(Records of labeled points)
──────────────────────────────

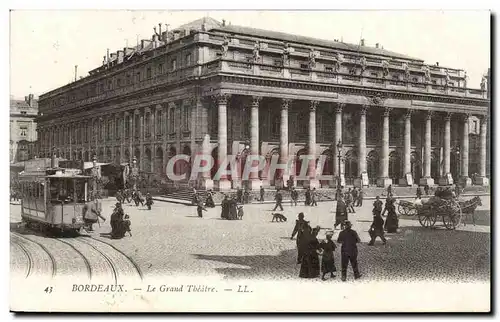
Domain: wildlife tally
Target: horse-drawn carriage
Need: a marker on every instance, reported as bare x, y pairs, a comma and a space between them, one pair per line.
448, 209
451, 210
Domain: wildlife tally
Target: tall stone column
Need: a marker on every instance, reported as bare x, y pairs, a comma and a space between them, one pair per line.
384, 180
254, 183
282, 176
482, 179
362, 181
447, 178
222, 99
427, 179
312, 181
465, 180
407, 179
338, 138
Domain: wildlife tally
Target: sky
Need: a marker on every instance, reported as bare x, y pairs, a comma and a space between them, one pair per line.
45, 45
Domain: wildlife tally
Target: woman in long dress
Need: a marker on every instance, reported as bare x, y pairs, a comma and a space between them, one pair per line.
309, 267
328, 260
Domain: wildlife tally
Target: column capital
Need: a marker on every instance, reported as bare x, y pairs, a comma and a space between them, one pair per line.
221, 98
339, 107
313, 105
256, 101
448, 116
364, 109
428, 115
285, 103
466, 116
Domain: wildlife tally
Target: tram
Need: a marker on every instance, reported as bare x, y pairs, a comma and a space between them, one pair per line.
55, 199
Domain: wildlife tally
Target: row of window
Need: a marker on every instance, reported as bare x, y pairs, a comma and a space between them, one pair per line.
129, 78
101, 130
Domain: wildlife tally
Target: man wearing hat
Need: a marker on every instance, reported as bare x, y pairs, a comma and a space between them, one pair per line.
300, 226
349, 251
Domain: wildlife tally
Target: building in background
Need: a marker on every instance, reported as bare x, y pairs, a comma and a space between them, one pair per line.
217, 89
23, 133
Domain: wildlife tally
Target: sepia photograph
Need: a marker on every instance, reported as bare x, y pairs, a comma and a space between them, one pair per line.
250, 161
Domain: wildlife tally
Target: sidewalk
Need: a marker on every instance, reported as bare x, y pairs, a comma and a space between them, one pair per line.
287, 201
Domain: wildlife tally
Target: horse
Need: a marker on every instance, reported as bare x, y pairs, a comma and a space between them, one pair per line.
469, 207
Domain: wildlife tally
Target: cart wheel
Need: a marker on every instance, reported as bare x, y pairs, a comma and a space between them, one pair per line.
427, 221
453, 220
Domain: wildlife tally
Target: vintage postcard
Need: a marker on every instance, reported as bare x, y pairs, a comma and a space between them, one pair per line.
250, 161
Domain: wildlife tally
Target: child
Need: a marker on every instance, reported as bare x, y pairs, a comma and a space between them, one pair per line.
126, 225
327, 261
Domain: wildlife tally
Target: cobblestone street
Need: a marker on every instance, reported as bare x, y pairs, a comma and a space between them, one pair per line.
170, 239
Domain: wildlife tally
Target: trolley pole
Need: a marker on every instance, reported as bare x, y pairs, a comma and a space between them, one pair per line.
339, 183
135, 172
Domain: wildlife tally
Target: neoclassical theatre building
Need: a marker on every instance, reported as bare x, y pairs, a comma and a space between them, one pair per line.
221, 89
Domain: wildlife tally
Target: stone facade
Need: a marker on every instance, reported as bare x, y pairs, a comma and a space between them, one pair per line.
23, 132
229, 90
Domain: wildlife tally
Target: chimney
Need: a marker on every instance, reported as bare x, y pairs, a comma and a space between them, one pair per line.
120, 55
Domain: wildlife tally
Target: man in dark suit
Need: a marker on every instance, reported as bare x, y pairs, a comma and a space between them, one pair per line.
349, 251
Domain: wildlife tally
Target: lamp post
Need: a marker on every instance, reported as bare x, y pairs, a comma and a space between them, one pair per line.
95, 174
339, 156
457, 151
135, 172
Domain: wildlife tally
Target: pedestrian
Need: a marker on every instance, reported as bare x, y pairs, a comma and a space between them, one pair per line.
149, 201
239, 195
389, 190
301, 225
349, 201
279, 200
377, 206
355, 197
294, 196
419, 193
327, 258
341, 213
309, 267
376, 228
225, 208
209, 201
426, 189
361, 195
200, 209
392, 221
349, 251
307, 202
313, 198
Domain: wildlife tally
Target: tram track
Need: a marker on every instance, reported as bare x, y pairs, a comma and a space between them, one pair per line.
29, 259
37, 263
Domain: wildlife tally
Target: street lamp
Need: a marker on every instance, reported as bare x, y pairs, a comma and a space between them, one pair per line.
135, 172
339, 156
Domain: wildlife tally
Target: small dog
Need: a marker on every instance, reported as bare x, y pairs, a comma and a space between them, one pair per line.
127, 223
278, 217
240, 213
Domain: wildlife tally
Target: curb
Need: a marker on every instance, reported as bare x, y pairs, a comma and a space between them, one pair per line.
287, 202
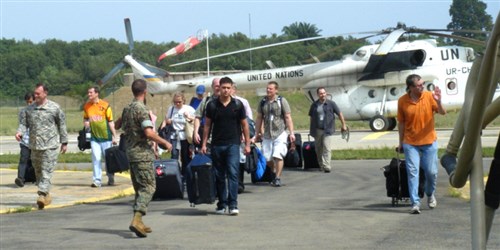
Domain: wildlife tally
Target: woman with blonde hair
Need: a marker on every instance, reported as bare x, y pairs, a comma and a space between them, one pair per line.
178, 115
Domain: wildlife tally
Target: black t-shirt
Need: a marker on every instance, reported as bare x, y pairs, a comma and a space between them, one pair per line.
226, 121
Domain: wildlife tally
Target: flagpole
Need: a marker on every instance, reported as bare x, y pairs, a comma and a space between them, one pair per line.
208, 54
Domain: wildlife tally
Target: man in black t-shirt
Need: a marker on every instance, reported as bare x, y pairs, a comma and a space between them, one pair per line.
226, 119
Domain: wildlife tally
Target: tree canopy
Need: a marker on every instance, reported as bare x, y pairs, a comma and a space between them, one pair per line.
469, 15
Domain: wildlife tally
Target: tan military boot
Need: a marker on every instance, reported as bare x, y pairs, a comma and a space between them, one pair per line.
41, 201
137, 226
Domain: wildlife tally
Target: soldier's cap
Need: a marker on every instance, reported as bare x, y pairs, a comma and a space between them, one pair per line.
200, 89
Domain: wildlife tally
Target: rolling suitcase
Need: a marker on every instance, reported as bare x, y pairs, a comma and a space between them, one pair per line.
293, 158
262, 173
116, 160
396, 181
29, 175
168, 180
267, 177
200, 180
309, 154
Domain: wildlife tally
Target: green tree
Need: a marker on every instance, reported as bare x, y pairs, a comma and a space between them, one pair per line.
469, 15
301, 30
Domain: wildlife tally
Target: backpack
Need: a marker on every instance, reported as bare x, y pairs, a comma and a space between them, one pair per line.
251, 127
280, 104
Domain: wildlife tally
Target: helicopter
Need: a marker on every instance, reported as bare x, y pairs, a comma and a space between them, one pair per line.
365, 85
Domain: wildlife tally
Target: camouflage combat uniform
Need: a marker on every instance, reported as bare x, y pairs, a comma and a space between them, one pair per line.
135, 118
47, 129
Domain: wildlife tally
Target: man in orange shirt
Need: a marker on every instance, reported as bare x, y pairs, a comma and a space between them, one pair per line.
417, 137
97, 116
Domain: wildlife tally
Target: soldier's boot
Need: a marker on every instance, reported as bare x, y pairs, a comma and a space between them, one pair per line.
43, 200
137, 226
147, 229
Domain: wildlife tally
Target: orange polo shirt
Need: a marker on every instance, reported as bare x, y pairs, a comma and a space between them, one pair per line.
99, 115
418, 119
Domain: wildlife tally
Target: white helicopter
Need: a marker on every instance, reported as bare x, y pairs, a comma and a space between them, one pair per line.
365, 85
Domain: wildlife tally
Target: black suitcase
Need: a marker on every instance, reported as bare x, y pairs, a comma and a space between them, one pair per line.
293, 158
200, 180
396, 181
168, 180
309, 154
267, 177
29, 174
116, 160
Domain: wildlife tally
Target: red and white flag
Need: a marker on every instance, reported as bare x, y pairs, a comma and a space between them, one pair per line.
181, 48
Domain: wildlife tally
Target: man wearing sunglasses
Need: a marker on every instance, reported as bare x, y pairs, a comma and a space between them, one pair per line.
417, 138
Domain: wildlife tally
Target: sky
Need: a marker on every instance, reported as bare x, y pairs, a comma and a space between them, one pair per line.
162, 21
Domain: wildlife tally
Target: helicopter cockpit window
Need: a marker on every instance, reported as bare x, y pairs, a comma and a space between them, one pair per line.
394, 91
372, 93
359, 54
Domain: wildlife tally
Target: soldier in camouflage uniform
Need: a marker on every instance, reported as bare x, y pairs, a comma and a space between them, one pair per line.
138, 130
46, 123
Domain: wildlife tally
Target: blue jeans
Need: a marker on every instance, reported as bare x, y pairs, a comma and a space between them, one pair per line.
226, 161
98, 151
424, 156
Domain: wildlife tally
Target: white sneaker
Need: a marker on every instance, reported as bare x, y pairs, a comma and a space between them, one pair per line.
234, 211
431, 201
415, 210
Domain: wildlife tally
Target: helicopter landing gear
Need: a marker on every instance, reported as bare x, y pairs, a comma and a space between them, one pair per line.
379, 123
392, 123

──────────────────────────────

Problem to solve:
Count the lines of the rows above that contain the string "uniform". Reply with the number only.

Answer below:
2